<<<<

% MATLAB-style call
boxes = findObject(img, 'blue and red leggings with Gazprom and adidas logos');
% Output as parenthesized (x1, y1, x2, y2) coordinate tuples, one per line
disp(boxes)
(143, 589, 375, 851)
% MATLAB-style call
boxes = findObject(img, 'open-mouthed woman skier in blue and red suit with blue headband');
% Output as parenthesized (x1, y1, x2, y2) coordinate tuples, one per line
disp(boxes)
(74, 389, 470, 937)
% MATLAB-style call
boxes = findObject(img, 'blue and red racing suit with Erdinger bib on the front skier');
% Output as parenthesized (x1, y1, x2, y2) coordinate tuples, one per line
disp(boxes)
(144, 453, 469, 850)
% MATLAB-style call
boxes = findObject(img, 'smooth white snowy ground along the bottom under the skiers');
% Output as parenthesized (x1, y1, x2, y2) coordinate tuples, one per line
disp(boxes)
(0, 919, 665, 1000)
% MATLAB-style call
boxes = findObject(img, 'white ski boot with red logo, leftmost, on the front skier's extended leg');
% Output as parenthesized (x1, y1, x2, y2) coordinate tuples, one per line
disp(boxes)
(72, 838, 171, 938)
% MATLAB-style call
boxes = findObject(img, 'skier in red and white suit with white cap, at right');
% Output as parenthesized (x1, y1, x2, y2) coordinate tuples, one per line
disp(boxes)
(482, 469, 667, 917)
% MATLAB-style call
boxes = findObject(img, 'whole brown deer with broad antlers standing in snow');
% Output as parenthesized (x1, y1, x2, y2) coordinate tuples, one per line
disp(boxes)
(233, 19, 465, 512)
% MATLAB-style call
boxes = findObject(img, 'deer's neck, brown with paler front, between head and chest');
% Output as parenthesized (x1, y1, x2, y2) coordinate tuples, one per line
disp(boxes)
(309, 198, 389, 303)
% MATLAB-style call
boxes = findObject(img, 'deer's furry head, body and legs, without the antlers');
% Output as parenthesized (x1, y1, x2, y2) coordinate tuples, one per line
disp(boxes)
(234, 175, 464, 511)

>>>>

_EXERCISE DESCRIPTION_
Show each line in the entries that holds the string "white".

_ANSWER FOR THE TASK_
boxes = findObject(img, 'smooth white snowy ground along the bottom under the skiers');
boxes = findObject(img, 'white ski boot with red logo, leftmost, on the front skier's extended leg');
boxes = findObject(img, 'skier in red and white suit with white cap, at right');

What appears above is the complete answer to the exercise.